Sometimes you'll see ternaries used unnecessarily, however.

const greaterThan = a > b ? true : false
const greaterThan = a > b

These two lines of code are equivalent, because the expression a > b itself evaluates to a Boolean.

The refactoring rule of thumb here is: If you can reduce the number of return statements or if/else blocks by using a ternary, do. If you can remove a ternary without changing the behaviour of the code, do that too.

And the bonus extra rule is: Use the phrase "returnary". (I'm really struggling to make it take off for some reason.)

A brief interlude: primitive types vs reference types

Before we talk about the next rule, let's make sure we're all comfortable with primite and reference types.

Booleans, numbers, strings, undefined and null are all primitive types, which means they contain values. Objects and arrays are reference types, which mean they contain references to a location in memory; that's where the actual value is.

This is why weird stuff like this works:

const a = {}
const b = a
a.foo = 'bar'
b.foo === 'bar' // true

a contains a reference to an object. b contains that same reference. So when you add a property to the object, the change will be reflected whether you access it using a or b.

With that out of the way, let's talk about pure and impure functions.

Pure functions are less confusing

A pure function is one which will always return the same value given the same input and which has no side effects, i.e. it has no effect on anything outside itself. All other functions are impure.

Consider this function:

const haveABirthdayImpure = async (user) => {
  user.age++
  user.canDrive = await canUserDrive(user.age)

  return user
}

The user argument is a copy of the value that was passed in when haveABirthdayImpure was called. That's how all function arguments work, regardless of their type. So if you pass the number 4 into a function then inside that function you have a different number 4. You can increment the one in the function and it won't affect the one outside the function. Great! But what if we pass an object into a function, like in haveABirthdayImpure? We get a copy of user, but user contains a reference to a location in memory, and two copies of a reference both point at the same memory location. Therefore, when we increment user.age inside our function, we're mutating an object outside the function.

== DATA ==
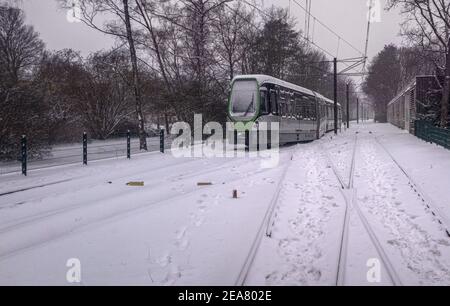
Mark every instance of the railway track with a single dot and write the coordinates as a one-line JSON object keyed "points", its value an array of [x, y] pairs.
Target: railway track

== TASK GOAL ==
Answer these questions from the JavaScript excerpt:
(a) Which types does it call primitive?
(b) What two conditions make a function pure?
(c) Why are the two greaterThan lines equivalent?
The material isn't needed here.

== TASK ANSWER ==
(a) Booleans, numbers, strings, undefined and null.
(b) It always returns the same value given the same input, and it has no side effects.
(c) The expression a > b itself evaluates to a Boolean.